Please set down again, word for word, the lines of the items below from the line holding "Reviewer note: check" through the end of the items, inclusive. Leave the pictures out of your answer.

-- Start --

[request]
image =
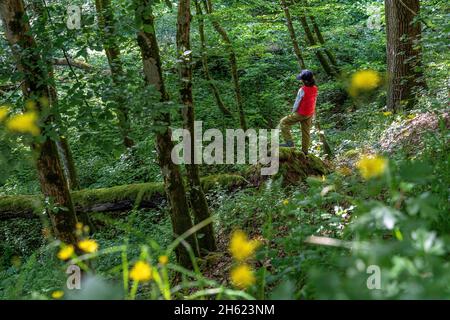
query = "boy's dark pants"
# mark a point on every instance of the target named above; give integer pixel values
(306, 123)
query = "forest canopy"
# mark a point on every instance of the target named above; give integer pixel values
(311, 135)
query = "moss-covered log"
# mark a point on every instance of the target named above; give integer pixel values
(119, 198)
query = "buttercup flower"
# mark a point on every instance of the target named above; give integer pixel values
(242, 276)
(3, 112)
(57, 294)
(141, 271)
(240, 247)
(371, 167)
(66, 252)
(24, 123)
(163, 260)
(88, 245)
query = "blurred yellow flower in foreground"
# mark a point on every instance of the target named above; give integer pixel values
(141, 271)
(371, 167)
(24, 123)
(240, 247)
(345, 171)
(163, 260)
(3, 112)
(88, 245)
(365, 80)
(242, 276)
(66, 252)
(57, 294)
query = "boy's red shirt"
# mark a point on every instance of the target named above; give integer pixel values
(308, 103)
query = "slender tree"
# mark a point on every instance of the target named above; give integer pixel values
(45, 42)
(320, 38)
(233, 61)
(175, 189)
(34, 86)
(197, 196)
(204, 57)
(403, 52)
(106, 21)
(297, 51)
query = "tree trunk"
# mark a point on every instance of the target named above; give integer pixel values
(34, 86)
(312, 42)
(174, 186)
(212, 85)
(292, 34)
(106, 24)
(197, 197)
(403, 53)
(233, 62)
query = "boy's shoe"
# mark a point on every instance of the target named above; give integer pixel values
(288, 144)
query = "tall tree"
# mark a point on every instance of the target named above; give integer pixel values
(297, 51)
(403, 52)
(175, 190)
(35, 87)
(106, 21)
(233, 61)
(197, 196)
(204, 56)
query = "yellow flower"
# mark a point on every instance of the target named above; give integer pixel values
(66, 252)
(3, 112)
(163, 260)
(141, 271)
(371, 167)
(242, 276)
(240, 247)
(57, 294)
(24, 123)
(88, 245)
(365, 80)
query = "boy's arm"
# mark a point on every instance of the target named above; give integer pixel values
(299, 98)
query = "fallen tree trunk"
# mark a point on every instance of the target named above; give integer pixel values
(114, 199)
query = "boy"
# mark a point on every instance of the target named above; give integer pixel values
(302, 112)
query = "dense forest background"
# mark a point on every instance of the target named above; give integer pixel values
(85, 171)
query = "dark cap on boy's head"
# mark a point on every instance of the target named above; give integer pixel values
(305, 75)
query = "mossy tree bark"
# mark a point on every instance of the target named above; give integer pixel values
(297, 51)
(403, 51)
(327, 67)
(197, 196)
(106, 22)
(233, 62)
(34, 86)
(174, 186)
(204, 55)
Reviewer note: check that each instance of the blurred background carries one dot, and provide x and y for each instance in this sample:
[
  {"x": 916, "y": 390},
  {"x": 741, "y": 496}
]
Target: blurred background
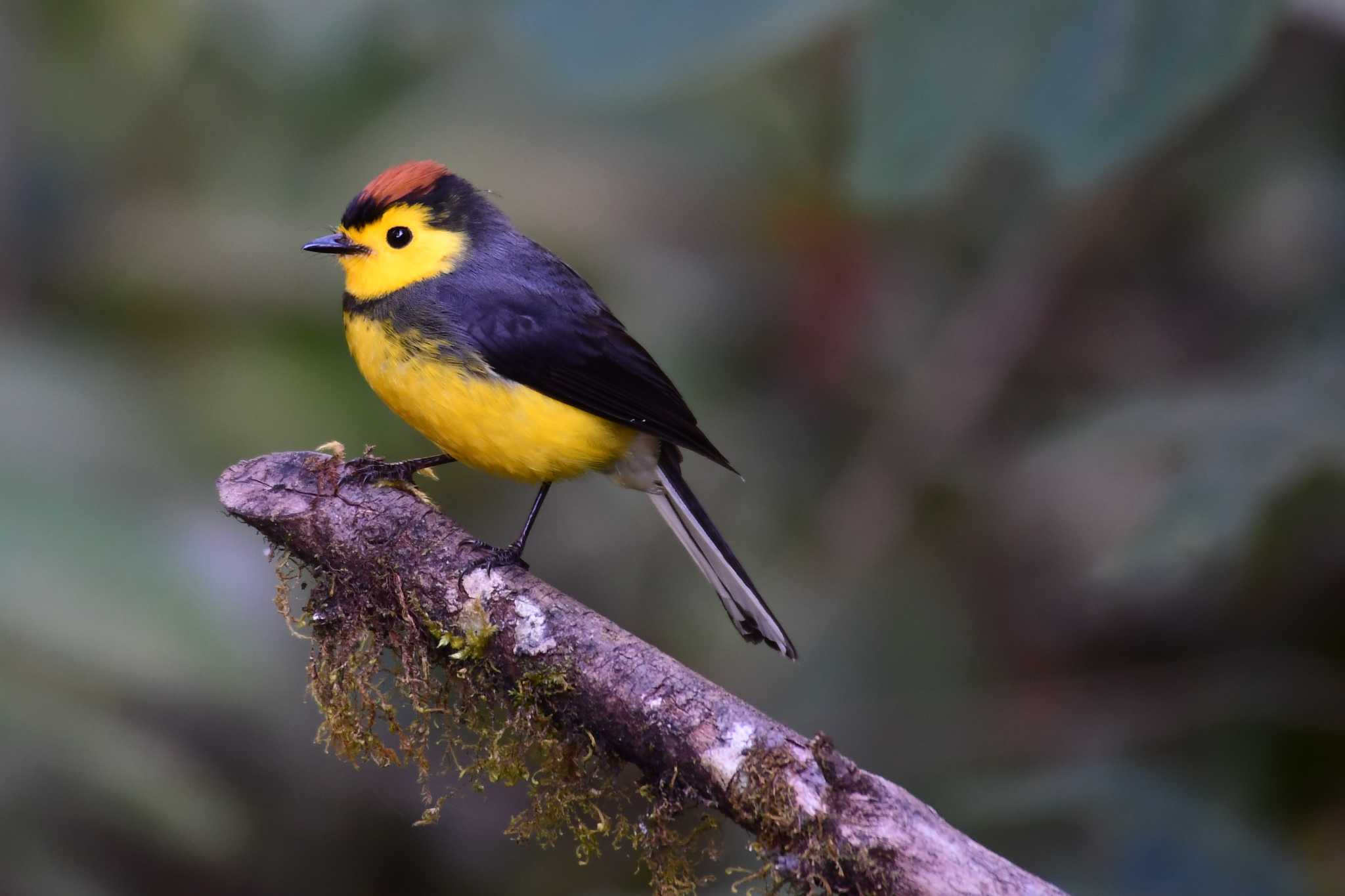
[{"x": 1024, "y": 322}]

-- End --

## Expected output
Reviewer note: check that each instance of the blurred background carries one dot, and provide x and y for each instance in this sample:
[
  {"x": 916, "y": 390},
  {"x": 741, "y": 496}
]
Target: blurred background
[{"x": 1024, "y": 322}]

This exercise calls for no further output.